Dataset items

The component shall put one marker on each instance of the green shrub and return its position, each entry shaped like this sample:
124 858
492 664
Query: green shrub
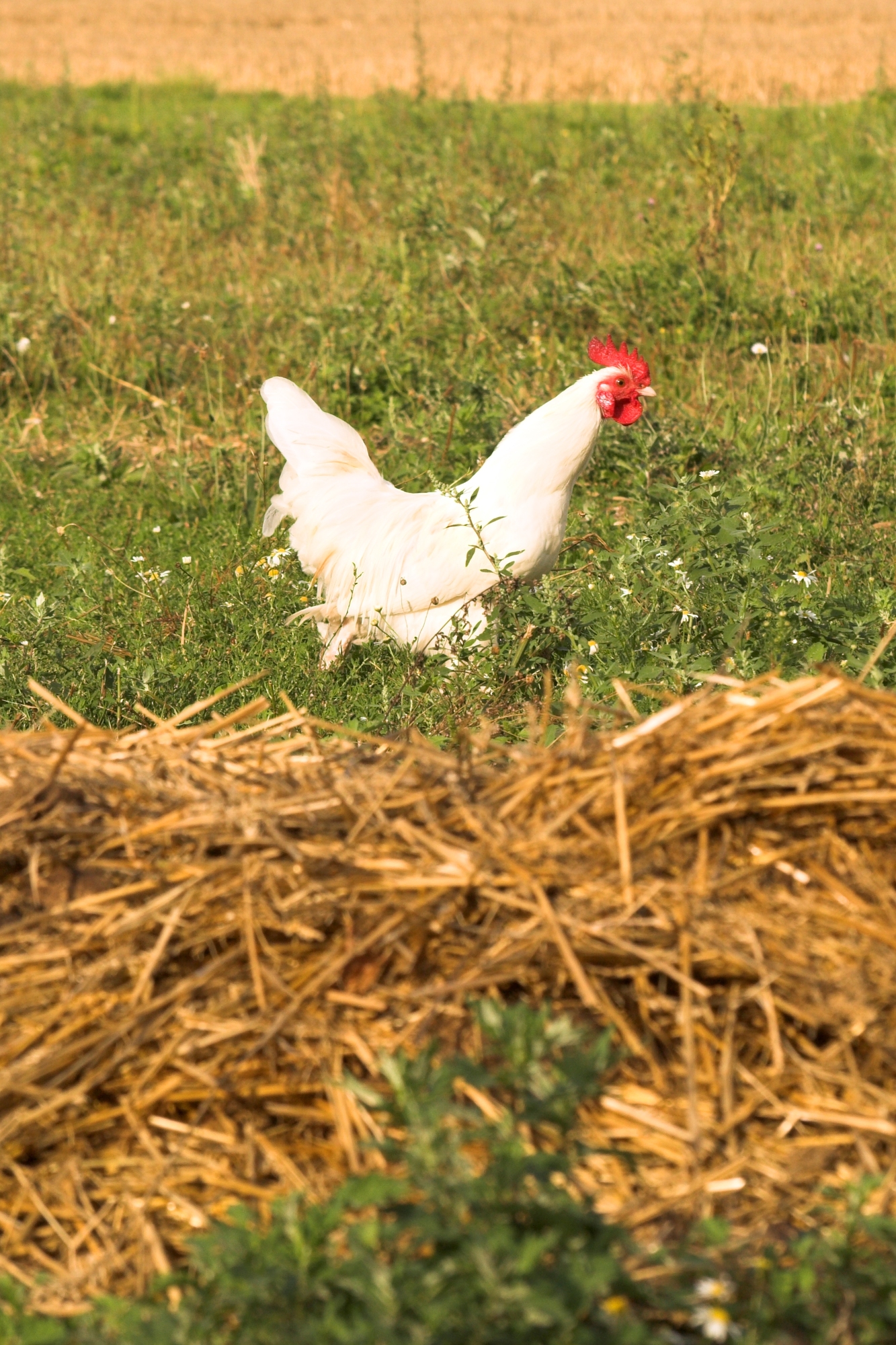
477 1235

Problem details: Please rewrite all of the lines above without the pictures. Rescale each point coordinate in the answers by 1.3 and round to whole numbers, with halves going up, leaving every other number unchanged.

Complete answer:
The component shall put one marker on each instance of the green shrub and return its position, each entry shaped like this sample:
124 858
492 664
Query: green shrub
620 1606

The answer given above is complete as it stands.